──────── Source passage
Probably, but there are a lot of cases on here that make no sense.
IMO..This grandmother didn't just wake up one day and decide to make this big plot up. I'm sure she is grieving very hard. Maybe grief clouds her "thoughts" on what could have really happened and if Morgan did/ or didn't commit suicide. I don't know.
I agree with you for the most part. Clearly, the mom did not suddenly make this up. There were calls to the police and discussions with neighbors, friends, etc., for months before Morgan died. They felt they were being stalked for months and reacted to that on a daily basis.
But really, virtually every case on websleuths makes sense to me and has a logical explanation. Yes, there may be a couple of things here and there in a case that don't totally fit, (like the double prints in the Jason Young case) but nothing so big as this. When something as big as whether or not a murder actually took place at all is what doesn't fit, it may be time to reevaluate what you're looking at.
Like I said before, I'm going to stay open, especially as we have not heard yet everything Morgan's mom has to say.
────────────────
──────── Available records
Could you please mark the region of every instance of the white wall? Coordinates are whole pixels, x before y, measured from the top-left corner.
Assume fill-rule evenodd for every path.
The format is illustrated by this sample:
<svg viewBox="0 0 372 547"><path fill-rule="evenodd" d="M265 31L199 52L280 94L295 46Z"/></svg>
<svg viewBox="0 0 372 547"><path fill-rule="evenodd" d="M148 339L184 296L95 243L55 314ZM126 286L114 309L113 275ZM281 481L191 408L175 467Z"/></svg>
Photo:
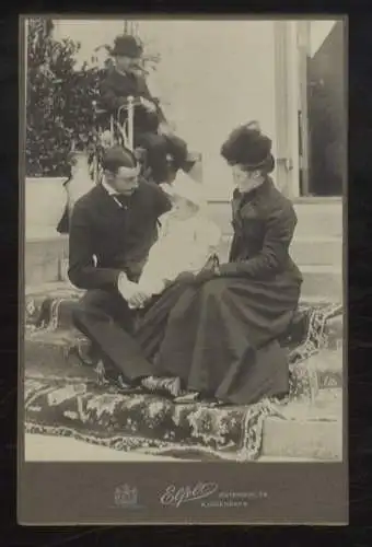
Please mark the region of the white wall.
<svg viewBox="0 0 372 547"><path fill-rule="evenodd" d="M275 139L274 22L151 21L140 34L162 55L156 86L178 133L202 152L210 197L230 196L220 147L231 129L257 119Z"/></svg>
<svg viewBox="0 0 372 547"><path fill-rule="evenodd" d="M336 21L311 21L310 23L310 55L313 57L333 30Z"/></svg>

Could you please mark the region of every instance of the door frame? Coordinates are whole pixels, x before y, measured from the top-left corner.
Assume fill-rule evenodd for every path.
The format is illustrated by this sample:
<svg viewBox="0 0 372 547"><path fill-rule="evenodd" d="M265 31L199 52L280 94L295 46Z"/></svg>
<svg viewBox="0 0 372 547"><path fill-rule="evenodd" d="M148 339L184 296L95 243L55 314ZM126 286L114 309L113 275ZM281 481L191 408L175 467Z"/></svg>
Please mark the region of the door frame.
────────────────
Directive A - In the forum discussion, how long had the family felt they were being stalked before Morgan died?
Directive B - Reproduce the listing with every occurrence of "region" replaced by "area", keeping all else unchanged. Leave the pictures out.
The forum discussion and the listing have nothing to do with each other.

Complete response A - They felt they were being stalked for months.

Complete response B -
Could you please mark the area of every instance of the white wall? Coordinates are whole pixels, x before y, measured from the top-left corner.
Assume fill-rule evenodd for every path.
The format is illustrated by this sample:
<svg viewBox="0 0 372 547"><path fill-rule="evenodd" d="M265 31L199 52L280 94L295 46Z"/></svg>
<svg viewBox="0 0 372 547"><path fill-rule="evenodd" d="M148 339L184 296L95 243L55 314ZM126 286L114 309L113 275ZM281 481L191 408L175 467Z"/></svg>
Photo:
Please mark the area of the white wall.
<svg viewBox="0 0 372 547"><path fill-rule="evenodd" d="M275 139L274 22L151 21L140 34L162 55L156 86L178 133L202 152L210 197L230 196L220 147L231 129L257 119Z"/></svg>
<svg viewBox="0 0 372 547"><path fill-rule="evenodd" d="M336 21L311 21L310 23L310 55L313 57L333 30Z"/></svg>

Could you please mark the area of every instance of the door frame? Coordinates are whole pixels, x before y, measured from the top-left corner.
Assume fill-rule evenodd for every path.
The format is illustrated by this sample:
<svg viewBox="0 0 372 547"><path fill-rule="evenodd" d="M265 31L199 52L280 94L295 46Z"/></svg>
<svg viewBox="0 0 372 547"><path fill-rule="evenodd" d="M148 339L184 296L95 243L55 314ZM126 286L114 309L113 275ZM281 481L191 408L175 467Z"/></svg>
Please mark the area of the door frame.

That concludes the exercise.